#### [WHAT TO DO]
Print all of the lines exactly. Any picture among them stays out.

#### [INPUT MATERIAL]
- - -

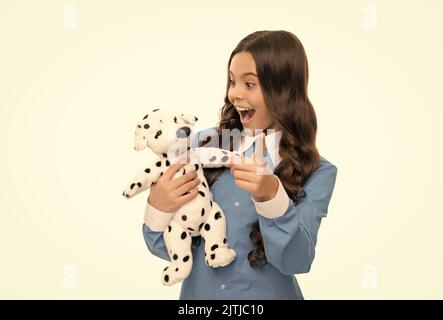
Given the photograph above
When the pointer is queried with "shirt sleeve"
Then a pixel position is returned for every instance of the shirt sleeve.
(155, 219)
(290, 239)
(155, 243)
(274, 207)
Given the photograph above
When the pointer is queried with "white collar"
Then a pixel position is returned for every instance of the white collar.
(272, 142)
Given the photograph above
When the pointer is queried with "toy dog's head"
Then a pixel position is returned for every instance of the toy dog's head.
(163, 131)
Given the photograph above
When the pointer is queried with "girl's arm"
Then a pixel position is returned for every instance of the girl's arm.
(290, 236)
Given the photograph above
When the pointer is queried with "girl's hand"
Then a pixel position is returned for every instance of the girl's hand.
(253, 174)
(168, 194)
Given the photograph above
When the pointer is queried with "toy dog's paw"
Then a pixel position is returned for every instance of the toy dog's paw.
(175, 273)
(220, 257)
(132, 190)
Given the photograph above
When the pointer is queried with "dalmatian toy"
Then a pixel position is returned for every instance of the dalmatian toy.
(168, 135)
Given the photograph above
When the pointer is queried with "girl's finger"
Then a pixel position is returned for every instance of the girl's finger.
(245, 185)
(243, 175)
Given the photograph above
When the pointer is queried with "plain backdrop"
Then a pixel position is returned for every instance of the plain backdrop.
(75, 77)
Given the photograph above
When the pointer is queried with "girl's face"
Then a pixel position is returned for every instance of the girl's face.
(246, 95)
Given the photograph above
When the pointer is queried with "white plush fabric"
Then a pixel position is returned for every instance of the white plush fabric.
(169, 136)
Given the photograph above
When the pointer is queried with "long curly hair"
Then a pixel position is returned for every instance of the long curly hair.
(282, 70)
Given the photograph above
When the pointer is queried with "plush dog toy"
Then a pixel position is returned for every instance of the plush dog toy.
(169, 136)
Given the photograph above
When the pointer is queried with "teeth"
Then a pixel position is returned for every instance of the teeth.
(243, 109)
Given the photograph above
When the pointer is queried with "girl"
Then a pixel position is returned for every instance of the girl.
(273, 218)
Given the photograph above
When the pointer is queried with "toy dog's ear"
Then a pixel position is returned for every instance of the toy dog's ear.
(189, 119)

- - -

#### [RESULT BELOW]
Given the photograph above
When the pointer is queried with "shirt sleeve"
Then a pixel position is returned for every instance of the shirt sleeve.
(155, 219)
(290, 239)
(155, 243)
(274, 207)
Given the photograph above
When the pointer is queried with "white collar"
Then a pixel position is returned for every instance of the white collar.
(272, 142)
Given the photograph above
When the pointer is queried with "toy dog's head"
Then a pixel position is returned for every instance of the toy dog's head.
(163, 131)
Given the photograph above
When the pointer is queried with "girl's arm"
Then a pixel position is returned for every instance of the girl's arm.
(290, 236)
Given the photograph above
When the pointer is queried with "girl's hand"
Then a pixel position is returned for every instance of the girl's hand.
(253, 174)
(168, 194)
Given the photograph above
When the pointer is queried with "toy dog's paw"
Then a pixel position is returned for every instance of the toy dog's paw.
(175, 273)
(220, 257)
(132, 190)
Given the photograph above
When the pointer is queried with "dalmatian toy"
Then a pixel position is returned for every instance of the dalmatian toy.
(168, 135)
Given the photograph above
When the pointer is queried with "girl's finger"
Then a pixel position is returned for every instance of the girl's finger.
(245, 185)
(243, 175)
Given the photograph above
When the pointer is queried with "plain backdrop"
Then a pixel position is returned for every instance of the plain backdrop.
(75, 77)
Given the photograph above
When the pointer is queried with "girl's face"
Then a pixel position is returned for every instance of the girl's face.
(246, 95)
Given the photograph above
When the pointer is queried with "white plush fabric"
Then a pixel position is returned for every instance of the white plush fabric.
(169, 136)
Given the photograph above
When the pointer is queried with "long curly hair"
Then a pixel position is returned for every instance of the long curly hair.
(282, 70)
Given the photograph above
When the pointer is queried with "plush dog toy"
Then a pixel position is returned for every instance of the plush dog toy.
(169, 136)
Given the photograph above
When the pointer is queried with "teeth"
Then a pixel position is returned for every instance of the teeth.
(243, 109)
Given the photograph above
When the pointer is queried with "girl"
Then a pixel position is returned for every instance of the girl.
(273, 218)
Given the photograph above
When the pointer is queried with "toy dog's ear"
Then a pixel position is returned for every instance of the toy dog's ear.
(189, 119)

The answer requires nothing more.